## PASSAGE TO READ
+ + + + +

PETG FDA Food-Grade Compliance — 21 CFR 177.1630

PETG (glycol-modified polyethylene terephthalate) complies with FDA 21 CFR 177.1630, which covers polyethylene terephthalate resins for food-contact use. This compliance makes PETG suitable for food packaging, food-contact covers, thermoformed food trays, display covers over food products, and similar applications where the plastic surface contacts food directly or indirectly.

At a glance:

  • FDA regulation: 21 CFR 177.1630 — same regulation as PET bottle resin and PET-P bearing grade
  • Suitable for direct food contact in packaging, trays, containers, and equipment covers
  • EU food contact: compliant under EU Regulation 10/2011 for standard grades (verify lot)
  • PETG is NOT autoclavable — do not use for steam-sterilized food contact applications
  • Recyclable as PET copolymer (#1 or #7 — confirm local classification)
  • Request COC from supplier for regulated food-contact procurement

21 CFR 177.1630 — What It Covers

Title 21, CFR 177.1630 permits the use of polyethylene terephthalate resins (homopolymer and copolymer) as food-contact articles. PETG qualifies as a copolymer of PET. The regulation limits extractable adjuvants (antioxidants, mold-release agents, UV absorbers) to specified levels that present no safety concern in food contact.

Standard clear PETG from Eastman Chemical and equivalent producers meets this requirement as produced. Colored and specialty grades (UV-stabilized, tinted, anti-static) must be individually confirmed — the colorants and additives must themselves be FDA-approved at the use levels present.

PETG and bearing-grade PET (Ertalyte) are both regulated under 21 CFR 177.1630 because both are PET-family polymers. This does not mean they are the same material or interchangeable. Confirm the specific grade (PETG amorphous vs PET-P semi-crystalline) meets the mechanical and performance requirements of your application before citing the shared FDA regulation.


Food-Contact Applications for PETG

Food Packaging (Clamshells, Trays, Blister Packs)

Thermoformed PETG packaging is a primary use for food contact compliance:

  • Deli and bakery clamshell containers
  • Produce and prepared food trays
  • Pharmaceutical and food supplement blister packs
  • Rigid lidding for food service containers

PETG packaging is frequently recycled under the #1 (PET) resin code, though technically PETG is a copolymer; confirm local recycler acceptance.

+ + + + +

## GIVEN DATA
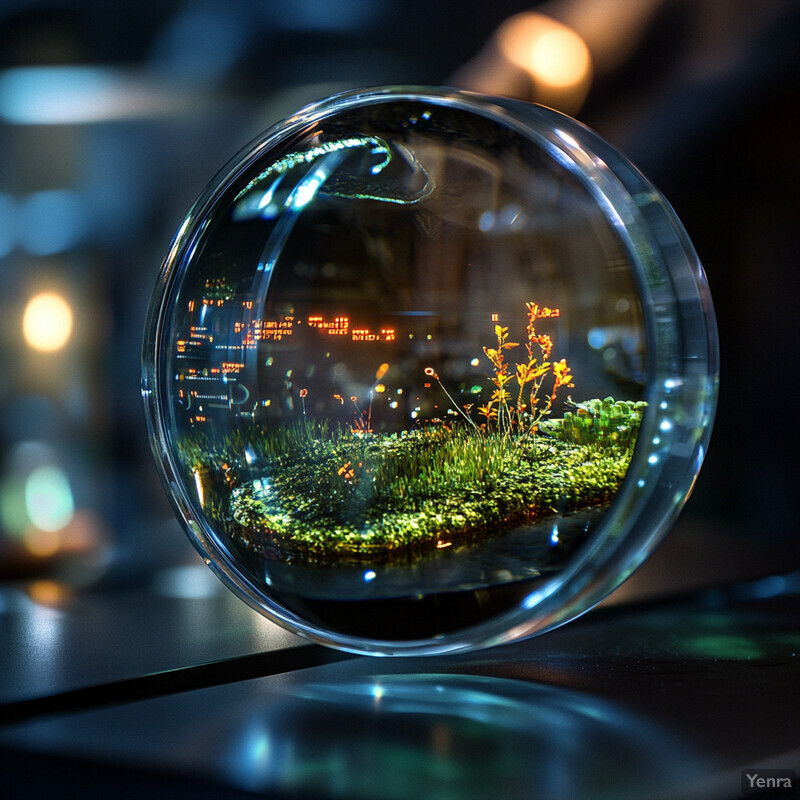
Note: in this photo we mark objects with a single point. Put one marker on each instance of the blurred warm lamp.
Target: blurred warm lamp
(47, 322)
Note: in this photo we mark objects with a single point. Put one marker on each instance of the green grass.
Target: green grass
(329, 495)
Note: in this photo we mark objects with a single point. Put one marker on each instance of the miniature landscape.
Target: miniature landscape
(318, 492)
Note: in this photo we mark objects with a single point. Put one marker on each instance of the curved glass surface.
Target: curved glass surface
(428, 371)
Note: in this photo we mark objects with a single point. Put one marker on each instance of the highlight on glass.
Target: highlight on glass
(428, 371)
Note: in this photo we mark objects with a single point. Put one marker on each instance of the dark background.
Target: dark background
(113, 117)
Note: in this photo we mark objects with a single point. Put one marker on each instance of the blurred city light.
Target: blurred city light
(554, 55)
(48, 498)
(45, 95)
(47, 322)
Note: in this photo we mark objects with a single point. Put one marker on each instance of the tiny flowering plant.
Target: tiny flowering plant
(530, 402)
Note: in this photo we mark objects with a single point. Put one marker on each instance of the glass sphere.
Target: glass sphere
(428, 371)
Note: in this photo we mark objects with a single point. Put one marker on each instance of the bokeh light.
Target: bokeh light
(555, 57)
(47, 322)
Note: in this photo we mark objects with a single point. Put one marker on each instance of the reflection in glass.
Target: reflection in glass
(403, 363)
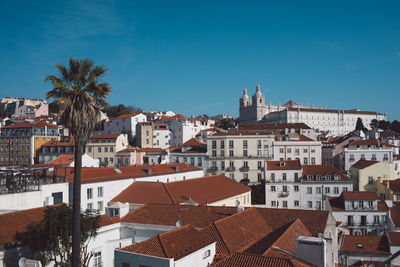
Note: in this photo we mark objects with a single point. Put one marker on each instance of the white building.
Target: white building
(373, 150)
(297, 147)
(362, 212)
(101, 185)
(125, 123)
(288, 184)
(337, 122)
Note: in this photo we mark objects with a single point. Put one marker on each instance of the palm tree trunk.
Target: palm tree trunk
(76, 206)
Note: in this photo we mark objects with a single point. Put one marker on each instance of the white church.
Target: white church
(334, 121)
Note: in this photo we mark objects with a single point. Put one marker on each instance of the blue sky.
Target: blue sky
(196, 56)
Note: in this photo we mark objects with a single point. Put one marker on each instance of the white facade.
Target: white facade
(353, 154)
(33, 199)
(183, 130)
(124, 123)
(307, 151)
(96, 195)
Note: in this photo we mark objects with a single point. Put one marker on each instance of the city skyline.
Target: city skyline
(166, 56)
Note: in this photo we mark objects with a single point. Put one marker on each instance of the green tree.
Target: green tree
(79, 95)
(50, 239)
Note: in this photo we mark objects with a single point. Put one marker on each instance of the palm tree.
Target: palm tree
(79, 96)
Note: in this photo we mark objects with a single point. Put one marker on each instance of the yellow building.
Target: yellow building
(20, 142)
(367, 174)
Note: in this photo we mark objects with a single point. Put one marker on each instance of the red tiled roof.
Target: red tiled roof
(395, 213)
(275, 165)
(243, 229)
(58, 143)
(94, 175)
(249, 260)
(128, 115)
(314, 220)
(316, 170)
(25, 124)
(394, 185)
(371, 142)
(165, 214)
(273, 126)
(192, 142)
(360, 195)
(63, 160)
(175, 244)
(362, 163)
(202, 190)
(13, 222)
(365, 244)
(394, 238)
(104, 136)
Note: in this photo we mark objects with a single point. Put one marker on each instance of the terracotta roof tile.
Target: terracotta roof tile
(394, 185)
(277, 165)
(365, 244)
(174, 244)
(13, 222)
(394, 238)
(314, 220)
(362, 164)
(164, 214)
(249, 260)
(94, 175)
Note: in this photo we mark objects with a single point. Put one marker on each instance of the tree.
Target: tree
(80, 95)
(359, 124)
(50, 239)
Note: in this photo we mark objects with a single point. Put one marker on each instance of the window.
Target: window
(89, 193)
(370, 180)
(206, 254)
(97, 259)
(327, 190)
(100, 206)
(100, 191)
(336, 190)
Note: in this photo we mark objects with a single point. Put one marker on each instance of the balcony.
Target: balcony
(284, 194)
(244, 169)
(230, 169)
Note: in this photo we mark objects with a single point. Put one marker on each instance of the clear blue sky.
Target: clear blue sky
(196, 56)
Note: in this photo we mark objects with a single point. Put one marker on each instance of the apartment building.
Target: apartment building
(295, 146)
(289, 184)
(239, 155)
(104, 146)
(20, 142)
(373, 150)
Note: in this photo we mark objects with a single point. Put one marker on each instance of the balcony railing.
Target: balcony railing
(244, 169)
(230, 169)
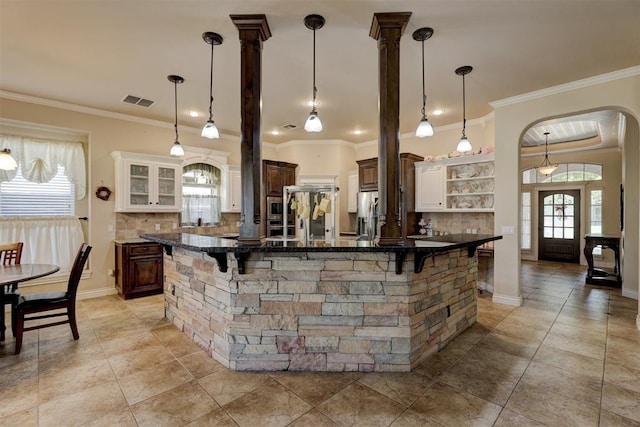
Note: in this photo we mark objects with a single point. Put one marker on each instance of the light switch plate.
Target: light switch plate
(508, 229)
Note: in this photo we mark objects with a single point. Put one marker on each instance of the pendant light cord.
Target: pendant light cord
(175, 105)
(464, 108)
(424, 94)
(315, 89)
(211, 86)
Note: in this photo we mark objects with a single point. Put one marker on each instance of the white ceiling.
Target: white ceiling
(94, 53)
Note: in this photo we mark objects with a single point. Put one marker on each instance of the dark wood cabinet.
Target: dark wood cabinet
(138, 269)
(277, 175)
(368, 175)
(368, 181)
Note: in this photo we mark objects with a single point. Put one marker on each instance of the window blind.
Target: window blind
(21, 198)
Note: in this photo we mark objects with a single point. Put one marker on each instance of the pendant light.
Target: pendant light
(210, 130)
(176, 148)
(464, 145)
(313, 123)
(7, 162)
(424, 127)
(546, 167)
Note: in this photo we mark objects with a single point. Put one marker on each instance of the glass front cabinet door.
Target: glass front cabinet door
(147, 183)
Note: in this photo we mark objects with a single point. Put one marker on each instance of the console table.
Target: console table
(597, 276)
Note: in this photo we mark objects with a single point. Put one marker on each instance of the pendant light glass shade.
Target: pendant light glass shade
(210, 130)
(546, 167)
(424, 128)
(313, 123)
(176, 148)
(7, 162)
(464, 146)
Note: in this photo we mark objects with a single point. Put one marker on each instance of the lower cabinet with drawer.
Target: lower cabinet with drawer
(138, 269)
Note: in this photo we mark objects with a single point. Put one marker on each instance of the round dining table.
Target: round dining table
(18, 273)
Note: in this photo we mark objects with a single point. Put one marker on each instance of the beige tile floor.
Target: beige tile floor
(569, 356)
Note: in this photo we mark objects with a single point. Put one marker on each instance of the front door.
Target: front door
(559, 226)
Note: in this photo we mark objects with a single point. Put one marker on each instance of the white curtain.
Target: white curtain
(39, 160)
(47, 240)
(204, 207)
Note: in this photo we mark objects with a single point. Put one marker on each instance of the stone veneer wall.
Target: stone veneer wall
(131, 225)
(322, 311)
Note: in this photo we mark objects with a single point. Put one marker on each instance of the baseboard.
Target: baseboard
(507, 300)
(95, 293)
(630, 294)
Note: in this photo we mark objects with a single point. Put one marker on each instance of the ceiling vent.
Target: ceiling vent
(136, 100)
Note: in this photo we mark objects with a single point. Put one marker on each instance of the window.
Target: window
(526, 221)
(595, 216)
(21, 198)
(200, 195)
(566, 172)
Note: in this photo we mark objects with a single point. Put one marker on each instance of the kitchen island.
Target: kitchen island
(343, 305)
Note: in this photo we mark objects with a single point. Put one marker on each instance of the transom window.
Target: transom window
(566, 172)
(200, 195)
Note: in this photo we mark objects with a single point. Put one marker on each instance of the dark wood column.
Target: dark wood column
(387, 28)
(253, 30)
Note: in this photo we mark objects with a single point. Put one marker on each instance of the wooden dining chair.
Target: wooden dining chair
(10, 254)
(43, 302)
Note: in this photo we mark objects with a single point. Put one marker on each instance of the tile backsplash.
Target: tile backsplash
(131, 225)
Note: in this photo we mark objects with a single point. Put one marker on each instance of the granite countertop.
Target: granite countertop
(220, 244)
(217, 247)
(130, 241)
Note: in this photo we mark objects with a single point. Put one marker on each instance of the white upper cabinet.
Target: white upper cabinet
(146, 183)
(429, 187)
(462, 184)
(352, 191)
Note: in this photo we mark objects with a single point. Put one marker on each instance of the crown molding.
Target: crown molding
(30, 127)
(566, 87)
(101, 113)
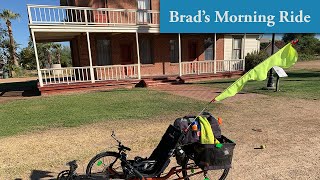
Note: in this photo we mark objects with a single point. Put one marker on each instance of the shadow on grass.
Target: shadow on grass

+ + + + +

## TASK A
Rewrite the PETG food-contact text from "Food-Contact Applications for" to "local recycler acceptance.", replacing "bakery" with "pastry".
## TASK B
Under which EU regulation does the PETG food-contact text say standard grades of PETG are compliant for food contact?
The material comes from a separate source, not from the PETG food-contact text.

## WRITTEN SOLUTION A
Food-Contact Applications for PETG

Food Packaging (Clamshells, Trays, Blister Packs)

Thermoformed PETG packaging is a primary use for food contact compliance:

  • Deli and pastry clamshell containers
  • Produce and prepared food trays
  • Pharmaceutical and food supplement blister packs
  • Rigid lidding for food service containers

PETG packaging is frequently recycled under the #1 (PET) resin code, though technically PETG is a copolymer; confirm local recycler acceptance.

## WRITTEN SOLUTION B
EU Regulation 10/2011